──────── Texto de lectura
EL NIÑO GOLOSO

Al mediodía me preparo como postre un crèpe (lo que en mi tierra se denomina “panqueque”) y, mientras dispongo los pocos elementos que se necesitan para servirlo (porque los míos son crèpes precocinados) me digo que mi afición por estas tortillas dulces cuya invención se atribuye a los bretones sin lugar a dudas me sitúa en la clase de los golosos. Me acuerdo de lo mucho que me gustaban, desde muy pequeño, los panqueques que preparaba mi abuela materna, a la que llamábamos Amonita, porque era de ascendencia vasco-navarra.

Pero ese recuerdo al mismo tiempo me trae a la memoria, intacto, un romance español que Amonita me recitaba cada vez que, a la vista de sus maravillosos panqueques, veía asomar en mí los signos de la gula.

Un niño goloso
al par que imprudente,
de dulce una fuente
entera comió.
────────────────
* Tareas obligatorias
1. Copia, uno por línea, todos los versos del romance que aparecen en el texto sobre el niño goloso.
2. Retoma el texto sobre el niño goloso justo después de su última línea, con la misma voz del narrador.
──────── Datos registrados
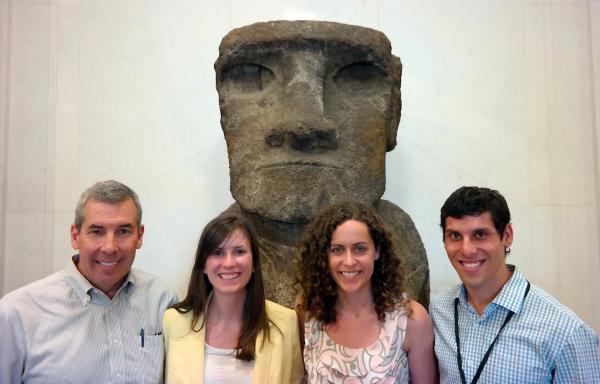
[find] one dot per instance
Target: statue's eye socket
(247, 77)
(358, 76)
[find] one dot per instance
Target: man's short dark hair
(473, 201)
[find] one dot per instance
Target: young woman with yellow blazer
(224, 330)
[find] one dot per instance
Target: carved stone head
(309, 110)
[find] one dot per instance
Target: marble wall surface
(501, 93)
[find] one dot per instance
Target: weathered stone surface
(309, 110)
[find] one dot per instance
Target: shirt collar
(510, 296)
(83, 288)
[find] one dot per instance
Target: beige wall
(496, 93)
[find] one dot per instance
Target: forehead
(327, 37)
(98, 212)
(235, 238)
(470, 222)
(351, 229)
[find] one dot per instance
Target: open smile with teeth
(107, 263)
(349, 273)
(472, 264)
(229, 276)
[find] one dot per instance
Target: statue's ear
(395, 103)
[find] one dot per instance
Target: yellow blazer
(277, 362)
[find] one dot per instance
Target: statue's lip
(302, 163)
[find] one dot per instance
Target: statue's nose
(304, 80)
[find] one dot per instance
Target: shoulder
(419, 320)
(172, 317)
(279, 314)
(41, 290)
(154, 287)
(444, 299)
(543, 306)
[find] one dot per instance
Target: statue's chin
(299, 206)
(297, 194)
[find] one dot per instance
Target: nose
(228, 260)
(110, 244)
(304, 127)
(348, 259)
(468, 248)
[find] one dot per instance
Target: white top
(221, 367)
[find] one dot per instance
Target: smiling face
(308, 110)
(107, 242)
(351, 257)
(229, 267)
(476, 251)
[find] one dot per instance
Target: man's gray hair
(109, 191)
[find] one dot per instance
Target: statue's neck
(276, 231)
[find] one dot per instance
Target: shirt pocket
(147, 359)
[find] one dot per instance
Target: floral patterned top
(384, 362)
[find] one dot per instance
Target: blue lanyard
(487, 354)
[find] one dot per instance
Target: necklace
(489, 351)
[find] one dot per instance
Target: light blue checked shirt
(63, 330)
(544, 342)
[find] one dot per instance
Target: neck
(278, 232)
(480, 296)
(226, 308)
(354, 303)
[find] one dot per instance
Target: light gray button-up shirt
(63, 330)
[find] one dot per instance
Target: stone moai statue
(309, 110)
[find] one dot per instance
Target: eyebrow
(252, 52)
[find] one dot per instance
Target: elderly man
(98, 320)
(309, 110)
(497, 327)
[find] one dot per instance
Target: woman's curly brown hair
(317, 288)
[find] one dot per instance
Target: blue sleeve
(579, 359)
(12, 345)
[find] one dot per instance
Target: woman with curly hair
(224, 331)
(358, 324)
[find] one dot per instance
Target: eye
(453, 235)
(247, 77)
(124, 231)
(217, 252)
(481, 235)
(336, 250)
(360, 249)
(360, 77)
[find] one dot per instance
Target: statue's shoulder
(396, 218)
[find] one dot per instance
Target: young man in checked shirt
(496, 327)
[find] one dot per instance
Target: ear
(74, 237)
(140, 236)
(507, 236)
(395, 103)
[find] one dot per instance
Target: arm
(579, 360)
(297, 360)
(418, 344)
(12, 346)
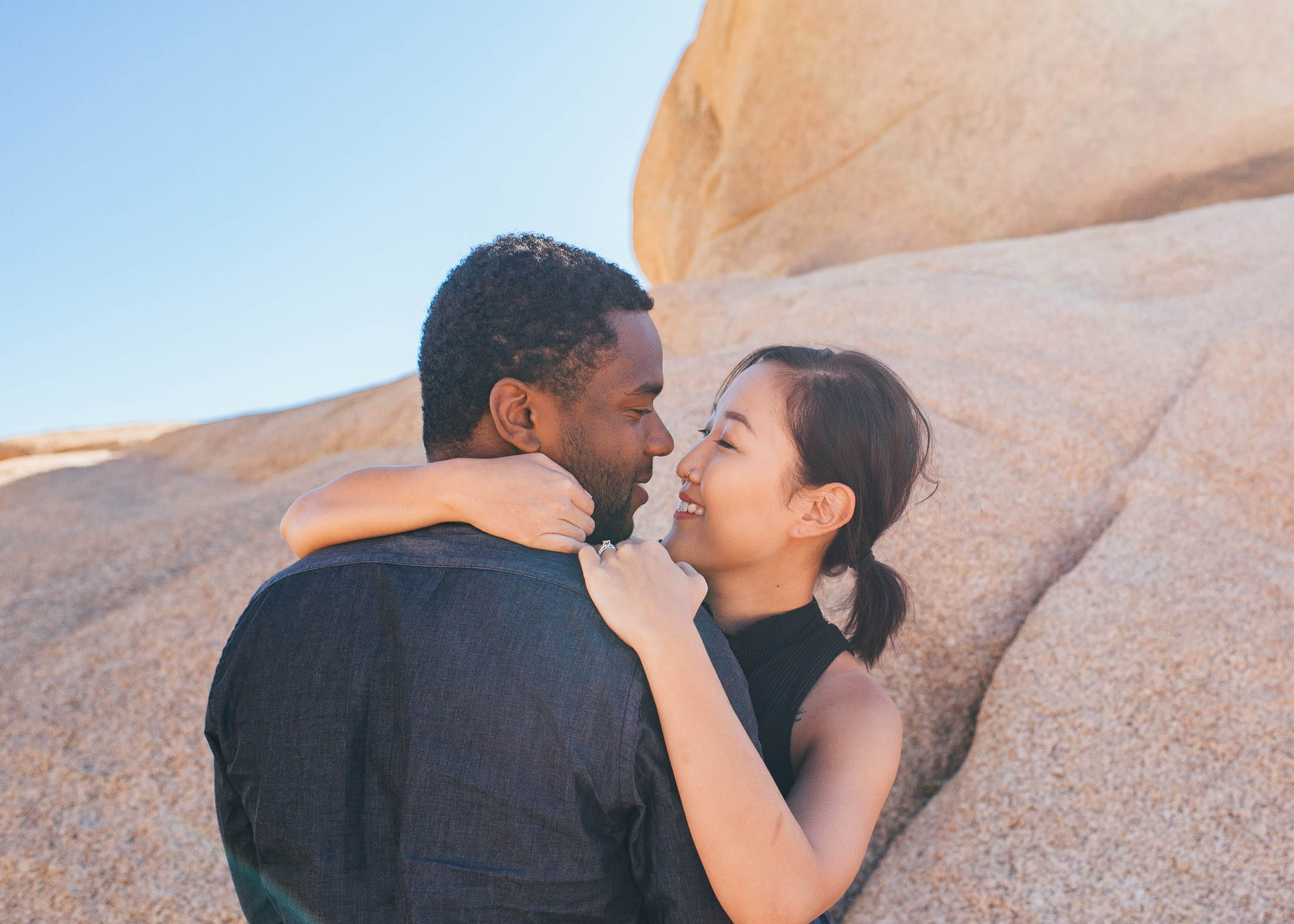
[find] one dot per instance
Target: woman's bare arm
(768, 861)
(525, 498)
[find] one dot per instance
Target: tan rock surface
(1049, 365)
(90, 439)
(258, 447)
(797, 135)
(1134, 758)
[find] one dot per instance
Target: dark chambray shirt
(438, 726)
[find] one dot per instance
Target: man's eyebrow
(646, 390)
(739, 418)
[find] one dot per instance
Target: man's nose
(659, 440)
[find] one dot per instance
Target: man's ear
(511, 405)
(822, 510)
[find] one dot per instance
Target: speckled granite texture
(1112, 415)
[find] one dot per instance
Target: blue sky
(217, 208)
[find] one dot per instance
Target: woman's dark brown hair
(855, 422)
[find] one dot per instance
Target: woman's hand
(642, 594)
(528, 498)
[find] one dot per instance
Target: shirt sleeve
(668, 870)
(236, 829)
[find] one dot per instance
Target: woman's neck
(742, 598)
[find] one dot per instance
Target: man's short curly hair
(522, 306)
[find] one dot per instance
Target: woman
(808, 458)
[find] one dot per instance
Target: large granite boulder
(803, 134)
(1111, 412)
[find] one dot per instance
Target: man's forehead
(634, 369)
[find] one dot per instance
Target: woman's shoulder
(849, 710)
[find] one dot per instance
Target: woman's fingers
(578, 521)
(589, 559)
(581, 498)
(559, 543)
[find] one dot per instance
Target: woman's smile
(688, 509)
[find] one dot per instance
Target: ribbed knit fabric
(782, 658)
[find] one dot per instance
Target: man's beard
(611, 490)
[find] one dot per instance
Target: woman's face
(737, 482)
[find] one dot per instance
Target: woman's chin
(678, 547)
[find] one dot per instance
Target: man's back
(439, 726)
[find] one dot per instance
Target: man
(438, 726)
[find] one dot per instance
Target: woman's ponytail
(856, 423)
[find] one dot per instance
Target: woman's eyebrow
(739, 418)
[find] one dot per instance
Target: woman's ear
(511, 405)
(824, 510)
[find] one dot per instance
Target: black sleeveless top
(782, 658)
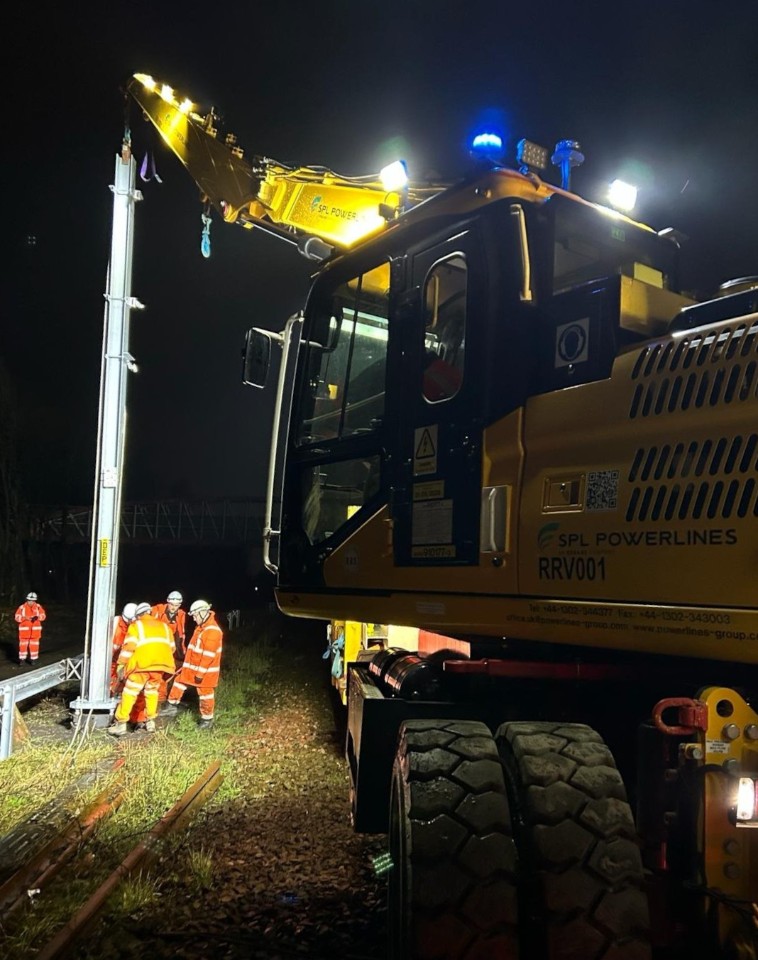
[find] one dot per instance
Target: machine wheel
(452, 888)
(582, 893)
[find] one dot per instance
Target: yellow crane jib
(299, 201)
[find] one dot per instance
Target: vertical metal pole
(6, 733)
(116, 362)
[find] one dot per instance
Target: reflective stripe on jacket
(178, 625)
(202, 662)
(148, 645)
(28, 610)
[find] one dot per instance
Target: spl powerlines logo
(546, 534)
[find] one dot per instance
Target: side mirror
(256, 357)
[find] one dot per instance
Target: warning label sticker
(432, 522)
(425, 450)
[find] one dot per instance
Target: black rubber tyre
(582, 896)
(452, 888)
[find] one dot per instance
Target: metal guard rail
────────────────
* Respuestas de la actividad
1.
Un niño goloso
al par que imprudente,
de dulce una fuente
entera comió.

2.
Recibe su gula
el justo escarmiento,
que el niño al momento
enfermo cayó.
El médico al punto
de tanta dolencia
la causa y esencia
llegó a penetrar,
y docto dispone
amarga bebida
y el plan que la vida
al niño ha de dar.
Y el pobre goloso
en vez de almíbar,
ajenjo y acíbar
llorando tomó.
Así por momentos
de gozo y dulzura,
constante amargura
cien días sufrió.

O sea que yo aprendí a degustar el panqueque con la conciencia inapelable de que mi deseo podía procurarme un inmenso placer pero, al mismo tiempo, era una grave falta, un exceso, una hybris que me costaría un severo escarmiento: “ajenjo y acíbar, llorando tomó”.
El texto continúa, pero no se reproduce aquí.